What to work on
Using the records below, copy out exactly the line that contains "Where can you see the blue denim pants" and every line that follows it, up to and including the last, and no others.

Supplied material
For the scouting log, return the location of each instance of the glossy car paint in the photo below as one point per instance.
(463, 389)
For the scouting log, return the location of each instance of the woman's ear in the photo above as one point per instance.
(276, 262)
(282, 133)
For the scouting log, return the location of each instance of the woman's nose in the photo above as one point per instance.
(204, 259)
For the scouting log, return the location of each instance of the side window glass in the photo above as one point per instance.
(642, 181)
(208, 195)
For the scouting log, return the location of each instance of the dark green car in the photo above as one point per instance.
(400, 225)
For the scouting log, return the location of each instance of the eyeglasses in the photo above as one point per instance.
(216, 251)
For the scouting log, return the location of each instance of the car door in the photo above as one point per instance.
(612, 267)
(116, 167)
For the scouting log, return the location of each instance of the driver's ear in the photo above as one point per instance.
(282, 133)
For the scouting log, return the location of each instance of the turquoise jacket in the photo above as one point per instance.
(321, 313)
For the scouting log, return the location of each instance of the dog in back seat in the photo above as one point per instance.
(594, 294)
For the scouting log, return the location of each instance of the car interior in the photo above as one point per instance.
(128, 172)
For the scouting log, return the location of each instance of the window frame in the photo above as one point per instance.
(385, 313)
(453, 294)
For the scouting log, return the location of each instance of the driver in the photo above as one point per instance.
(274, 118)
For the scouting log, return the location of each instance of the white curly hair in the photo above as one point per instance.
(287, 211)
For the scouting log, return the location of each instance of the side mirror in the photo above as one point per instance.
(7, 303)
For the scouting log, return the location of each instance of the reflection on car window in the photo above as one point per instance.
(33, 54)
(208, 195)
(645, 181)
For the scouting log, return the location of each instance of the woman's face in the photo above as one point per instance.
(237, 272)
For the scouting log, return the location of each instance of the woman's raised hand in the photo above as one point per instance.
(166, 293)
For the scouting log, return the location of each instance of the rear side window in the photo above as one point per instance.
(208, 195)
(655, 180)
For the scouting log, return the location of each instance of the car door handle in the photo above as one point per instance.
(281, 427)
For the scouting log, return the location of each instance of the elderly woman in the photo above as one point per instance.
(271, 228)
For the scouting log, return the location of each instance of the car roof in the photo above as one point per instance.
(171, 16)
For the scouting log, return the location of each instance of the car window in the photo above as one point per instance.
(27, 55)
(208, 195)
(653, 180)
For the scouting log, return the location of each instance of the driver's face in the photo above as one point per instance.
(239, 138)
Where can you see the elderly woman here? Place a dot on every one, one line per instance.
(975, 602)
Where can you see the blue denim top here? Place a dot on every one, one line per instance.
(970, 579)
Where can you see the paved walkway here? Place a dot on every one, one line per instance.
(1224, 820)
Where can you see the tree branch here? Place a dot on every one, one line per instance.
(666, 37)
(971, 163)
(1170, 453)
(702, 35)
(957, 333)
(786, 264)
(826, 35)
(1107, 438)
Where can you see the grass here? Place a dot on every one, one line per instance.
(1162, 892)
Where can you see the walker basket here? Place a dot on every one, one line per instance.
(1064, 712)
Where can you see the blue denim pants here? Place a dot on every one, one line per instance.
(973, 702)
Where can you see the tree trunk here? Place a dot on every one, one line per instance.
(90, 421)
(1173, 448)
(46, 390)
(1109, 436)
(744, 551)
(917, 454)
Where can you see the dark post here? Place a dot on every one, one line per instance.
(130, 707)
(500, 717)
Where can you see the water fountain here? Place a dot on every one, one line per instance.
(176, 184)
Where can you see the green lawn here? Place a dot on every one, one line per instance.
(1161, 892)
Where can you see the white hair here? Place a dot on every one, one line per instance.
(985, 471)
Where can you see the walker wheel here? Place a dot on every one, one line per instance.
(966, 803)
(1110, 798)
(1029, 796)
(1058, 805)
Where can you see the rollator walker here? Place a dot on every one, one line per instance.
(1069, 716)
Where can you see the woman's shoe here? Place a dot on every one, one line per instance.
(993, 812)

Answer box
Where can you see the blue denim pants here? Place a dot on every one, one line per instance.
(973, 702)
Where can you see the tree trunk here? Place a dot on every one, one line per instance.
(90, 421)
(1173, 448)
(46, 390)
(1109, 436)
(744, 551)
(917, 454)
Where can you see the dark post here? Place a dot on every one, one line per instance.
(130, 707)
(500, 717)
Where can you see the water fountain here? Place a dot on every one, one line per instance.
(176, 184)
Where can you see the green lawn here? Place a dot on every one, one line per instance.
(1161, 892)
Where can you see the white hair here? Place a dot on every one, one line per instance.
(985, 471)
Where can you see the walker wheel here? Place a dot on every one, one line per instance.
(966, 803)
(1110, 798)
(1029, 796)
(1058, 805)
Where can you see the rollator walker here? Place a dot on every one, one line per instance.
(1069, 716)
Where can you see the woman's shoe here? Place a dot on every one, one line per instance.
(993, 812)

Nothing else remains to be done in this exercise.